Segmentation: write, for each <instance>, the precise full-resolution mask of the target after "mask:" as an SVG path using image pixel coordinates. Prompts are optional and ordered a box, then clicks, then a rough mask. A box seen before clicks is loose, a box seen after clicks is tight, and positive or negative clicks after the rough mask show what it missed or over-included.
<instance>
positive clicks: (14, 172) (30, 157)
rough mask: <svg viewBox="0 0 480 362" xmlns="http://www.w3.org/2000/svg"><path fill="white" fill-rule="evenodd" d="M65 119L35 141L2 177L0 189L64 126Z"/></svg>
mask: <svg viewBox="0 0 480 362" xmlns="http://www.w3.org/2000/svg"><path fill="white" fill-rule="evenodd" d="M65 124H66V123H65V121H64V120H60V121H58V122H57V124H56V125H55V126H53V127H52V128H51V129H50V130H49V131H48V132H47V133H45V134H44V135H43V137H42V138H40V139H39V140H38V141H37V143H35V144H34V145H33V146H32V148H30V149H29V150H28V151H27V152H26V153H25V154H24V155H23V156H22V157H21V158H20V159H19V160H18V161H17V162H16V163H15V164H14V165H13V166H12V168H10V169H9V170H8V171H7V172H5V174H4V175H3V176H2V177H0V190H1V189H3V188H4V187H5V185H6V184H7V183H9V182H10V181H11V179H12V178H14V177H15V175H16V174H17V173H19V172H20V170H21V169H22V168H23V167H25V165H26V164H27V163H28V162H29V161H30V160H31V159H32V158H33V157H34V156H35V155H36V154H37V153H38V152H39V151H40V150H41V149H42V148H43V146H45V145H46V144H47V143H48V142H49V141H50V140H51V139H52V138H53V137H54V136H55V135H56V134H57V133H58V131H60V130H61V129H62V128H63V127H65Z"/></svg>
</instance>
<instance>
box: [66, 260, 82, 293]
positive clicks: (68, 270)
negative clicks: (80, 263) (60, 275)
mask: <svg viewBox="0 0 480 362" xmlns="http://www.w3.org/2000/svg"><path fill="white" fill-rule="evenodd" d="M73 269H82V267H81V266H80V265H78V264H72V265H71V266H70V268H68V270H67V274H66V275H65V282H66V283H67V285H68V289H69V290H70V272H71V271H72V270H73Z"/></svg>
☆ ☆ ☆ ☆ ☆
Update the lines above by changing every "positive clicks" to "foreground clicks" and leaving everything else as it is.

Segmentation: write, for each <instance>, the precise full-resolution mask of the target after "mask:" as an SVG path using image pixel coordinates. Prompts are optional and ordered a box, then clicks, then a rough mask. A box seen before clicks is loose, a box seen after clicks is tight, and positive or negative clicks after the rough mask show what it missed or over-included.
<instance>
foreground clicks: (14, 172) (30, 157)
rough mask: <svg viewBox="0 0 480 362" xmlns="http://www.w3.org/2000/svg"><path fill="white" fill-rule="evenodd" d="M65 119L35 141L2 177L0 189L64 126Z"/></svg>
mask: <svg viewBox="0 0 480 362" xmlns="http://www.w3.org/2000/svg"><path fill="white" fill-rule="evenodd" d="M65 124H66V123H65V121H64V120H60V121H58V122H57V124H56V125H55V126H53V127H52V128H51V129H50V130H49V131H48V132H47V133H45V134H44V135H43V137H42V138H40V139H39V140H38V141H37V143H35V144H34V145H33V146H32V148H30V149H29V150H28V151H27V152H26V153H25V154H24V155H23V156H22V157H21V158H20V159H19V160H18V161H17V162H16V163H15V164H14V165H13V166H12V168H10V169H9V170H8V171H7V172H5V174H4V175H3V176H2V177H0V190H1V189H3V188H4V187H5V185H6V184H7V183H9V182H10V181H11V179H12V178H14V177H15V175H16V174H17V173H19V172H20V170H21V169H22V168H23V167H25V165H26V164H27V163H28V162H29V161H30V160H31V159H32V158H33V157H34V156H35V155H36V154H37V153H38V152H39V151H40V150H41V149H42V148H43V146H45V145H46V144H47V143H48V142H49V141H50V140H51V139H52V138H53V137H54V136H55V135H56V134H57V133H58V131H60V130H61V129H62V128H63V127H65Z"/></svg>
</instance>
<instance>
box: [66, 260, 82, 293]
foreground clicks: (68, 270)
negative clicks: (80, 263) (60, 275)
mask: <svg viewBox="0 0 480 362" xmlns="http://www.w3.org/2000/svg"><path fill="white" fill-rule="evenodd" d="M73 269H82V267H81V266H80V265H78V264H72V265H71V266H70V268H68V270H67V274H66V275H65V282H66V283H67V285H68V289H69V290H70V272H71V271H72V270H73Z"/></svg>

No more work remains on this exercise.